DO THIS = Reproduce the listing word for word from its first line up to and including the line with "57], [435, 71]]]", without the pictures.

* start INPUT DATA *

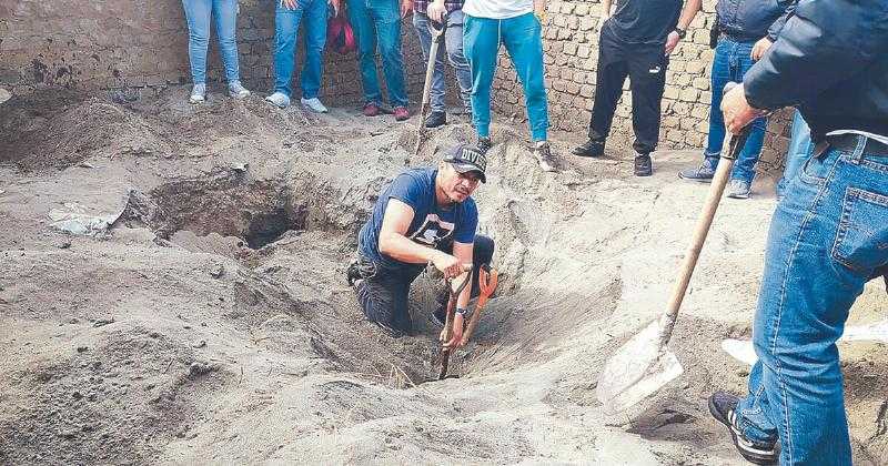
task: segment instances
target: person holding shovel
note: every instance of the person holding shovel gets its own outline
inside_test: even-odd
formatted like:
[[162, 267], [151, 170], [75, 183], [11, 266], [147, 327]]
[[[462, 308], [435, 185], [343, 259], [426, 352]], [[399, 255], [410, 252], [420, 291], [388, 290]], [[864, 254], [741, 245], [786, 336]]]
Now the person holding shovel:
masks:
[[888, 266], [887, 0], [799, 2], [722, 101], [735, 134], [788, 105], [815, 145], [771, 220], [748, 394], [717, 392], [709, 411], [753, 463], [846, 466], [836, 341], [866, 282]]
[[[436, 168], [401, 173], [380, 194], [357, 237], [357, 261], [346, 272], [366, 317], [400, 337], [410, 334], [407, 295], [411, 283], [428, 263], [462, 283], [453, 332], [445, 346], [462, 345], [468, 301], [478, 294], [477, 271], [493, 259], [494, 243], [476, 234], [478, 213], [472, 193], [486, 181], [484, 153], [468, 145], [446, 152]], [[471, 264], [471, 267], [470, 267]], [[445, 320], [444, 310], [435, 320]]]
[[[447, 59], [456, 71], [456, 82], [460, 85], [460, 98], [463, 101], [465, 114], [472, 118], [472, 102], [468, 94], [472, 92], [472, 71], [463, 53], [463, 0], [413, 0], [413, 27], [416, 29], [416, 37], [423, 49], [423, 58], [428, 61], [428, 52], [432, 49], [432, 32], [428, 29], [430, 22], [443, 23], [446, 21], [444, 31], [444, 45], [447, 51]], [[432, 74], [432, 112], [425, 119], [425, 128], [438, 128], [447, 124], [447, 112], [444, 103], [446, 84], [444, 82], [444, 60], [441, 50], [435, 57], [435, 71]]]

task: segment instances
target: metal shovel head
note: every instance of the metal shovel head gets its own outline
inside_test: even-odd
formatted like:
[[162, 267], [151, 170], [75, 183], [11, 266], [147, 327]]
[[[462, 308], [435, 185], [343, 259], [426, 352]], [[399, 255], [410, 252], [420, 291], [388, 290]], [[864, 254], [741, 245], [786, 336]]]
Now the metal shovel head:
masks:
[[660, 347], [659, 320], [626, 342], [610, 356], [598, 377], [595, 395], [608, 414], [639, 403], [685, 371], [675, 354]]

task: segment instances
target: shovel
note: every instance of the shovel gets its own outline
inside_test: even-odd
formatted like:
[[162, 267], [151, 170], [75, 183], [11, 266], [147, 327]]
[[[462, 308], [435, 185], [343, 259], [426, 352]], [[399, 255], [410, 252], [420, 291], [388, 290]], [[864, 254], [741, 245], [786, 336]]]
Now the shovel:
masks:
[[[726, 93], [733, 88], [730, 84], [725, 87]], [[740, 134], [733, 135], [728, 144], [728, 154], [722, 156], [666, 312], [619, 347], [605, 364], [604, 371], [598, 377], [596, 396], [606, 412], [616, 414], [625, 411], [657, 392], [684, 372], [678, 358], [666, 348], [666, 345], [673, 335], [678, 310], [682, 307], [682, 301], [690, 283], [690, 275], [697, 265], [697, 259], [699, 259], [706, 235], [709, 233], [709, 226], [713, 224], [722, 194], [725, 192], [730, 170], [734, 168], [734, 162], [743, 149], [750, 129], [751, 124], [744, 128]]]
[[432, 74], [435, 72], [435, 61], [437, 60], [437, 49], [444, 39], [444, 31], [447, 29], [447, 18], [442, 22], [428, 21], [428, 30], [432, 32], [432, 48], [428, 50], [428, 64], [425, 67], [425, 84], [423, 85], [423, 101], [420, 104], [420, 119], [416, 128], [416, 146], [413, 155], [420, 155], [420, 150], [428, 138], [428, 129], [425, 128], [425, 118], [428, 116], [428, 108], [432, 103]]
[[[468, 265], [466, 272], [471, 272], [472, 266]], [[447, 281], [447, 287], [451, 290], [450, 298], [447, 298], [447, 313], [446, 313], [446, 321], [444, 322], [444, 330], [441, 332], [442, 343], [450, 342], [453, 337], [453, 317], [456, 311], [456, 300], [460, 298], [460, 294], [465, 290], [465, 286], [472, 281], [472, 273], [467, 273], [463, 282], [460, 283], [460, 286], [456, 290], [453, 288], [452, 282]], [[443, 381], [447, 378], [447, 366], [451, 363], [451, 351], [452, 348], [441, 348], [441, 372], [437, 374], [437, 379]]]
[[[877, 342], [888, 343], [888, 321], [870, 325], [851, 325], [845, 327], [845, 333], [837, 343], [841, 342]], [[753, 365], [758, 361], [753, 342], [748, 340], [727, 338], [722, 341], [722, 350], [735, 359]]]
[[496, 272], [496, 269], [491, 269], [487, 264], [481, 266], [478, 271], [478, 288], [481, 293], [478, 294], [478, 302], [475, 304], [475, 313], [468, 318], [468, 325], [465, 327], [465, 332], [463, 332], [463, 340], [461, 341], [463, 346], [472, 338], [472, 334], [475, 332], [475, 327], [481, 320], [481, 310], [484, 308], [493, 292], [496, 291], [498, 278], [500, 274]]

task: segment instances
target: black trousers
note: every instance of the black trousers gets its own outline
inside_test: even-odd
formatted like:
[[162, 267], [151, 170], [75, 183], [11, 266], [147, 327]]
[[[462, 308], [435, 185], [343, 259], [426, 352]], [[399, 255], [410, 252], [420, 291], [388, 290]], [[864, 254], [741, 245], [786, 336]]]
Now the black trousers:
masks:
[[[453, 243], [444, 249], [444, 252], [452, 253]], [[476, 235], [472, 255], [473, 271], [477, 271], [482, 264], [490, 264], [493, 252], [493, 240]], [[391, 267], [362, 256], [359, 259], [359, 269], [364, 280], [359, 283], [355, 291], [364, 315], [392, 336], [410, 334], [413, 327], [407, 303], [410, 286], [425, 266]], [[477, 296], [480, 293], [478, 274], [473, 273], [472, 296]]]
[[589, 139], [603, 141], [610, 133], [614, 111], [628, 77], [635, 132], [633, 149], [643, 154], [653, 152], [659, 140], [660, 101], [668, 64], [663, 45], [626, 43], [608, 28], [602, 28]]

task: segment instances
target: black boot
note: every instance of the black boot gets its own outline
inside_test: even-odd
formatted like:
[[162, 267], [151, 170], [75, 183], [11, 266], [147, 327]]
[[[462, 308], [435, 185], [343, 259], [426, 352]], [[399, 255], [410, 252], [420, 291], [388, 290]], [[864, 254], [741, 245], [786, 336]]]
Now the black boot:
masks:
[[635, 153], [635, 175], [636, 176], [650, 176], [654, 174], [654, 162], [650, 161], [650, 154]]
[[579, 156], [602, 156], [604, 155], [604, 142], [605, 140], [603, 139], [598, 140], [589, 139], [583, 144], [574, 148], [574, 150], [571, 151], [571, 153]]
[[432, 112], [425, 118], [425, 128], [437, 128], [447, 124], [447, 114], [444, 112]]

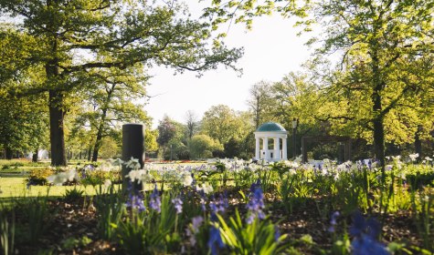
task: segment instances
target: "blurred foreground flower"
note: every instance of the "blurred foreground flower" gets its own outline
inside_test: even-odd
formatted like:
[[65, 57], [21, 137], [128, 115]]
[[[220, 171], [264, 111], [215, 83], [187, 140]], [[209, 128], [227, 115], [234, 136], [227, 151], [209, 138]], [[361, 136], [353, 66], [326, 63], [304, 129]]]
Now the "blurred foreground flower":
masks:
[[385, 245], [376, 240], [380, 230], [380, 224], [375, 219], [365, 219], [360, 211], [355, 211], [350, 228], [350, 235], [354, 237], [351, 242], [352, 254], [389, 254]]

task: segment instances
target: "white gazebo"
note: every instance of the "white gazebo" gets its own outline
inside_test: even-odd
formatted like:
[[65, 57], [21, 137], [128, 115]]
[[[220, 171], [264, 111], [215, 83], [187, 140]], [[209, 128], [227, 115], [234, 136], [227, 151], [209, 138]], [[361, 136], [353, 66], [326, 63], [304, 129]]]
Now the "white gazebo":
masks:
[[[255, 158], [267, 161], [288, 159], [287, 133], [286, 129], [279, 123], [267, 122], [260, 125], [254, 132], [256, 138]], [[262, 139], [262, 149], [260, 149], [260, 139]], [[273, 148], [270, 148], [269, 139], [273, 139]]]

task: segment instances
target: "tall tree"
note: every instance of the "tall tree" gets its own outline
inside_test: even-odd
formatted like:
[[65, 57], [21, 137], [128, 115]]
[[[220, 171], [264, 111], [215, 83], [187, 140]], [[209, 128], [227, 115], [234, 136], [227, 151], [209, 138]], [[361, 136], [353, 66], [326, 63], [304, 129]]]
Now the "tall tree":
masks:
[[197, 132], [199, 128], [199, 121], [197, 116], [193, 110], [188, 110], [185, 113], [185, 126], [187, 131], [188, 139], [191, 139], [193, 136]]
[[[349, 1], [248, 1], [214, 2], [206, 12], [207, 16], [219, 17], [218, 22], [235, 19], [251, 24], [252, 16], [272, 11], [303, 17], [300, 24], [304, 31], [312, 30], [318, 21], [323, 27], [320, 55], [341, 53], [341, 62], [347, 69], [360, 56], [366, 68], [364, 76], [371, 106], [368, 119], [372, 127], [375, 155], [385, 163], [385, 117], [417, 87], [414, 84], [397, 82], [397, 73], [408, 68], [407, 61], [415, 56], [432, 55], [434, 1], [349, 0]], [[276, 5], [274, 5], [276, 4]], [[216, 24], [217, 26], [217, 24]], [[393, 93], [387, 93], [393, 89]], [[387, 94], [388, 96], [385, 96]]]
[[234, 67], [241, 51], [219, 43], [210, 47], [209, 24], [190, 20], [184, 11], [176, 1], [0, 1], [2, 16], [16, 17], [14, 26], [37, 45], [28, 51], [27, 64], [45, 67], [52, 165], [67, 163], [65, 97], [83, 85], [79, 77], [86, 77], [84, 72], [124, 69], [138, 62], [181, 72], [200, 72], [218, 64]]
[[253, 112], [255, 128], [260, 124], [271, 120], [270, 111], [273, 108], [271, 97], [271, 83], [259, 81], [255, 83], [249, 89], [249, 98], [247, 103]]

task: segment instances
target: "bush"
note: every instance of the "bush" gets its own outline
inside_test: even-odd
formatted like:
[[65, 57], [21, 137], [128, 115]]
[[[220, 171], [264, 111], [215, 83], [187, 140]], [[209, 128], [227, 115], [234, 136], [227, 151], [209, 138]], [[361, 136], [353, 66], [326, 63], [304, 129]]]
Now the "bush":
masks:
[[30, 172], [30, 176], [26, 181], [27, 185], [47, 185], [48, 183], [47, 178], [53, 174], [54, 171], [49, 168], [34, 169]]

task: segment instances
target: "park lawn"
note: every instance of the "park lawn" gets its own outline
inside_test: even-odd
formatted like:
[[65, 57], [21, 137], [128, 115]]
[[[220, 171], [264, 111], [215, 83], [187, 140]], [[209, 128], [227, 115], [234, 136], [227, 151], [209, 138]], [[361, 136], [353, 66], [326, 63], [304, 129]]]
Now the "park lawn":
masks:
[[26, 177], [1, 177], [0, 178], [0, 199], [5, 198], [25, 198], [25, 197], [62, 197], [67, 190], [77, 188], [79, 190], [83, 190], [87, 196], [93, 196], [96, 194], [95, 188], [91, 186], [84, 187], [78, 186], [31, 186], [29, 189], [26, 185]]

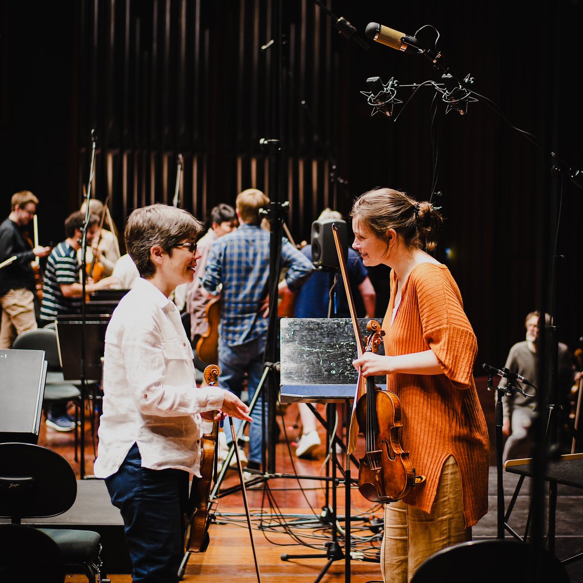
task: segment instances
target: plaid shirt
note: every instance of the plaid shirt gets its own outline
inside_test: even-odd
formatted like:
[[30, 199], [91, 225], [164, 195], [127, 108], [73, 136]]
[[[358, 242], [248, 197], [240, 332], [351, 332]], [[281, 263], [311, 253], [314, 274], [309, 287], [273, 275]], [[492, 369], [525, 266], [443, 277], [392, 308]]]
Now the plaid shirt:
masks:
[[[269, 318], [259, 307], [268, 293], [270, 234], [257, 225], [243, 224], [217, 239], [209, 255], [202, 283], [211, 293], [221, 292], [221, 338], [237, 346], [266, 333]], [[297, 288], [313, 269], [311, 262], [287, 239], [282, 245], [286, 282]]]

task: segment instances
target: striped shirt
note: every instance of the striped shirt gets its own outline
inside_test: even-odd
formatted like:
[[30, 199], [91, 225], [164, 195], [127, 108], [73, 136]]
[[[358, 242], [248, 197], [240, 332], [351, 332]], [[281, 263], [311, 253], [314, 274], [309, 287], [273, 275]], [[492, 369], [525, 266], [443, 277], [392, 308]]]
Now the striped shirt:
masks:
[[[259, 308], [268, 294], [271, 234], [257, 225], [243, 224], [217, 239], [210, 249], [202, 285], [216, 293], [220, 284], [220, 333], [227, 346], [238, 346], [267, 333], [269, 319]], [[294, 291], [314, 269], [311, 262], [287, 239], [282, 245], [280, 266]]]
[[41, 320], [52, 322], [59, 314], [79, 313], [80, 297], [65, 297], [61, 291], [61, 285], [79, 283], [79, 275], [76, 251], [66, 241], [59, 243], [49, 255], [44, 270]]

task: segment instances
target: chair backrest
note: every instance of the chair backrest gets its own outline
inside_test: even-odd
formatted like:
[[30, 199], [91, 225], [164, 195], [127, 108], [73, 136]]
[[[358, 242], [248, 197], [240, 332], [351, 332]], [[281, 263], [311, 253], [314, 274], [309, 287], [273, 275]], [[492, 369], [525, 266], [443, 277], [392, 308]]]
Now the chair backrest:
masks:
[[49, 370], [60, 370], [59, 350], [57, 343], [57, 332], [48, 328], [29, 330], [18, 336], [12, 348], [21, 350], [44, 350], [45, 359]]
[[0, 443], [0, 517], [57, 516], [77, 497], [69, 462], [55, 451], [29, 443]]
[[63, 583], [65, 561], [48, 535], [23, 524], [0, 524], [0, 581]]
[[417, 570], [410, 583], [468, 581], [569, 583], [569, 578], [548, 551], [540, 553], [532, 545], [512, 539], [496, 539], [461, 543], [436, 553]]

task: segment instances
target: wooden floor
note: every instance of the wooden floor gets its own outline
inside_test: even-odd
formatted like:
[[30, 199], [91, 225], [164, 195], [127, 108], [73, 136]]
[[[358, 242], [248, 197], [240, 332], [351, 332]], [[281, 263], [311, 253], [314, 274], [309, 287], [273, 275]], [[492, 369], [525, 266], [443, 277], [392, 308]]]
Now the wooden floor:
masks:
[[[485, 390], [480, 390], [480, 392], [490, 435], [493, 436], [493, 397]], [[322, 413], [324, 407], [318, 405]], [[293, 455], [294, 451], [293, 444], [298, 432], [296, 425], [297, 418], [297, 408], [292, 405], [287, 406], [284, 416], [278, 420], [281, 434], [277, 445], [275, 471], [315, 479], [271, 477], [247, 490], [261, 579], [273, 583], [289, 581], [291, 578], [297, 583], [315, 581], [328, 562], [325, 545], [332, 539], [329, 522], [325, 515], [324, 518], [320, 516], [323, 507], [333, 505], [333, 490], [329, 489], [326, 493], [326, 482], [318, 479], [326, 475], [325, 457], [328, 448], [324, 444], [325, 430], [323, 427], [319, 429], [323, 444], [315, 452], [314, 458], [299, 459]], [[47, 429], [43, 423], [38, 442], [63, 455], [71, 464], [78, 477], [80, 477], [80, 464], [74, 459], [72, 433]], [[90, 424], [87, 423], [85, 477], [92, 473], [96, 447]], [[363, 444], [359, 442], [357, 457], [362, 449]], [[340, 459], [342, 466], [345, 467], [343, 458]], [[352, 466], [353, 477], [356, 477], [354, 471]], [[238, 483], [238, 476], [230, 471], [221, 484], [221, 491]], [[338, 486], [335, 493], [339, 515], [338, 524], [342, 531], [346, 525], [345, 493], [342, 484]], [[351, 491], [350, 504], [351, 526], [353, 534], [356, 535], [356, 540], [359, 543], [352, 549], [353, 559], [350, 561], [350, 580], [353, 583], [381, 581], [378, 563], [380, 541], [373, 530], [374, 522], [382, 520], [382, 508], [363, 498], [354, 488]], [[257, 581], [240, 487], [233, 493], [220, 498], [217, 518], [217, 524], [210, 527], [211, 542], [209, 549], [205, 553], [191, 555], [183, 580], [208, 581], [211, 578], [226, 575], [236, 577], [237, 583]], [[290, 560], [282, 560], [282, 554], [289, 555]], [[310, 554], [319, 556], [311, 559], [293, 558], [294, 555]], [[325, 572], [324, 581], [346, 580], [345, 570], [343, 559], [332, 561]], [[131, 581], [129, 575], [107, 574], [114, 583]], [[66, 581], [76, 583], [86, 581], [87, 579], [84, 575], [68, 575]]]

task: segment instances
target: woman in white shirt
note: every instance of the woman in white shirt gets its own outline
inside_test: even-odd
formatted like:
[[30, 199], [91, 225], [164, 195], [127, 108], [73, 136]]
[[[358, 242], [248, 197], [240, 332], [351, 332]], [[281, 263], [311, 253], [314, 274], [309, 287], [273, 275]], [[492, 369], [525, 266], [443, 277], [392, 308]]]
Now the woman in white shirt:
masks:
[[201, 227], [165, 205], [132, 213], [126, 245], [141, 277], [106, 333], [94, 473], [121, 510], [135, 583], [178, 580], [189, 475], [200, 477], [202, 433], [222, 413], [251, 421], [233, 393], [196, 387], [190, 342], [168, 299], [192, 280]]

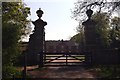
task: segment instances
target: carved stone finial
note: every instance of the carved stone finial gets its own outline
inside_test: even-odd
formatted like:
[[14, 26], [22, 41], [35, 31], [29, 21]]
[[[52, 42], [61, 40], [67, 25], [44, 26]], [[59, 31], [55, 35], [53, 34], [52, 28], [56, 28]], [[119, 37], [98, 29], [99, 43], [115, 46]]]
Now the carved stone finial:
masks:
[[44, 12], [41, 10], [41, 8], [39, 8], [39, 10], [37, 10], [36, 13], [37, 16], [40, 18]]
[[90, 18], [91, 18], [91, 15], [93, 14], [93, 11], [92, 11], [91, 9], [88, 9], [88, 10], [86, 11], [86, 14], [87, 14], [87, 16], [88, 16], [88, 19], [90, 19]]

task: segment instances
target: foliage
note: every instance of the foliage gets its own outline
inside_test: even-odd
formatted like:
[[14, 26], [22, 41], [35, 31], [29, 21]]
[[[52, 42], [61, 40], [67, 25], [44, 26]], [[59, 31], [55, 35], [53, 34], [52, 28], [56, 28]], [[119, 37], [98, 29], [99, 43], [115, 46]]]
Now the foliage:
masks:
[[26, 18], [30, 13], [30, 8], [25, 7], [22, 2], [3, 2], [2, 3], [2, 73], [3, 78], [10, 78], [12, 75], [19, 74], [14, 68], [17, 61], [19, 50], [19, 40], [26, 34], [26, 26], [29, 20]]
[[88, 9], [93, 9], [95, 12], [107, 12], [110, 16], [120, 10], [120, 1], [118, 2], [109, 2], [109, 0], [86, 0], [81, 1], [77, 0], [75, 7], [72, 10], [72, 17], [75, 20], [83, 21], [85, 20], [85, 12]]
[[102, 78], [119, 78], [120, 77], [120, 65], [99, 65], [99, 76]]
[[111, 47], [120, 47], [120, 18], [114, 17], [111, 20], [110, 30]]

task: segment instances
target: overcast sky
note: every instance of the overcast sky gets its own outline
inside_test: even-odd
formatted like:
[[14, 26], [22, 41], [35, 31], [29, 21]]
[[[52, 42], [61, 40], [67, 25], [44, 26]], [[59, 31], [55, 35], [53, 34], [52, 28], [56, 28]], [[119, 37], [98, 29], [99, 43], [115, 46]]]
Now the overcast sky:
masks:
[[[24, 0], [31, 8], [30, 19], [38, 19], [36, 10], [44, 11], [42, 19], [47, 22], [45, 26], [46, 40], [68, 40], [76, 34], [78, 22], [71, 18], [71, 9], [76, 0]], [[34, 25], [32, 25], [34, 27]]]

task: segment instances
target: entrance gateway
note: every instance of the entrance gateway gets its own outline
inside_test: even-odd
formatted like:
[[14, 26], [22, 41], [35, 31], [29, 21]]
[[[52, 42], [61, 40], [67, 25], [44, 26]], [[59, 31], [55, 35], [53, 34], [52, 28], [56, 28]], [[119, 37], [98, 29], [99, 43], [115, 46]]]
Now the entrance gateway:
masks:
[[[41, 19], [43, 11], [41, 9], [36, 11], [39, 19], [32, 21], [35, 26], [33, 34], [30, 35], [28, 49], [27, 49], [27, 64], [38, 63], [39, 67], [42, 66], [72, 66], [84, 65], [90, 63], [90, 54], [88, 52], [77, 51], [74, 47], [69, 48], [62, 40], [56, 46], [55, 52], [48, 52], [45, 47], [45, 32], [44, 26], [47, 25], [46, 21]], [[62, 48], [62, 49], [61, 49]], [[79, 50], [79, 46], [77, 47]], [[74, 50], [74, 51], [72, 51]], [[53, 50], [54, 51], [54, 50]], [[75, 52], [76, 51], [76, 52]]]
[[69, 40], [45, 41], [43, 54], [44, 66], [82, 66], [91, 61], [86, 59], [89, 55], [80, 53], [78, 44]]

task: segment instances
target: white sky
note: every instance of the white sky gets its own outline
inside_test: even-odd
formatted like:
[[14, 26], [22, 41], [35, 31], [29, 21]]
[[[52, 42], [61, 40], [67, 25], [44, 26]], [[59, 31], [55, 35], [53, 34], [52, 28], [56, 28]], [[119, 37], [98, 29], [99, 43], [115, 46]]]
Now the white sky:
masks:
[[[46, 40], [68, 40], [76, 34], [78, 22], [72, 19], [71, 10], [76, 0], [24, 0], [31, 8], [30, 19], [38, 19], [36, 10], [44, 11], [42, 19], [47, 22], [45, 26]], [[34, 25], [32, 25], [34, 27]]]

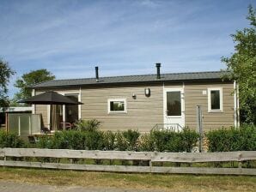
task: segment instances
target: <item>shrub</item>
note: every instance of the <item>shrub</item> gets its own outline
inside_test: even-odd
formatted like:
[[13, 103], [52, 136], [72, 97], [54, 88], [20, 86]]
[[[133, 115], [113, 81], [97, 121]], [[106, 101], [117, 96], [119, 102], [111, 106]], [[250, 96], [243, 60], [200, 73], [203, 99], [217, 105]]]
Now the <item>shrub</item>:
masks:
[[240, 129], [222, 129], [206, 134], [210, 152], [255, 151], [256, 127], [242, 125]]
[[48, 135], [41, 136], [36, 142], [36, 147], [38, 148], [52, 148], [52, 137]]
[[88, 150], [102, 150], [103, 149], [103, 133], [98, 130], [85, 131], [84, 147]]
[[118, 132], [116, 134], [115, 149], [118, 151], [126, 151], [128, 146], [128, 141], [124, 137], [124, 135], [120, 132]]
[[138, 151], [141, 152], [153, 152], [155, 151], [155, 145], [151, 134], [145, 134], [141, 135], [138, 141]]
[[92, 120], [79, 120], [76, 121], [74, 124], [75, 129], [80, 131], [94, 131], [100, 128], [101, 122], [97, 119]]
[[103, 148], [107, 151], [115, 149], [116, 133], [107, 131], [103, 134]]
[[191, 152], [197, 145], [199, 135], [194, 130], [184, 129], [182, 131], [151, 130], [149, 135], [142, 137], [140, 151]]
[[15, 134], [7, 133], [3, 130], [0, 130], [0, 148], [22, 148], [26, 147], [27, 145], [25, 141]]
[[122, 132], [124, 138], [126, 140], [128, 144], [128, 151], [137, 151], [137, 140], [140, 136], [140, 133], [137, 130], [129, 129], [127, 131]]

* end INPUT DATA *

OUTPUT OF THE EXERCISE =
task: segment instances
target: person holding shovel
note: every instance of the person holding shovel gets its own outline
inside_test: even-odd
formatted like:
[[162, 267], [151, 170], [75, 183], [11, 266], [147, 327]]
[[[462, 308], [435, 185], [343, 259], [426, 352]], [[399, 255], [410, 252], [420, 291], [388, 290]], [[864, 254], [741, 245], [786, 336]]]
Now the person holding shovel:
masks:
[[888, 266], [887, 0], [799, 2], [722, 101], [735, 134], [788, 105], [815, 145], [771, 220], [748, 394], [717, 392], [709, 411], [753, 463], [846, 466], [836, 341], [866, 282]]
[[[436, 168], [401, 173], [380, 194], [357, 237], [357, 261], [346, 272], [366, 317], [400, 337], [410, 334], [407, 295], [411, 283], [428, 263], [462, 283], [453, 332], [445, 346], [462, 345], [468, 301], [478, 294], [477, 271], [493, 259], [494, 243], [476, 234], [478, 213], [472, 193], [486, 181], [484, 153], [468, 145], [446, 152]], [[471, 264], [471, 267], [470, 267]], [[445, 320], [444, 310], [435, 320]]]
[[[447, 59], [456, 71], [456, 82], [460, 85], [460, 98], [463, 101], [465, 114], [472, 118], [472, 102], [468, 94], [472, 92], [472, 71], [463, 53], [463, 0], [413, 0], [413, 27], [416, 29], [416, 37], [423, 49], [423, 58], [428, 61], [428, 52], [432, 49], [432, 32], [428, 29], [430, 22], [443, 23], [446, 21], [444, 31], [444, 45], [447, 51]], [[432, 74], [432, 112], [425, 119], [425, 128], [438, 128], [447, 124], [447, 112], [444, 103], [446, 84], [444, 82], [444, 60], [441, 50], [435, 57], [435, 71]]]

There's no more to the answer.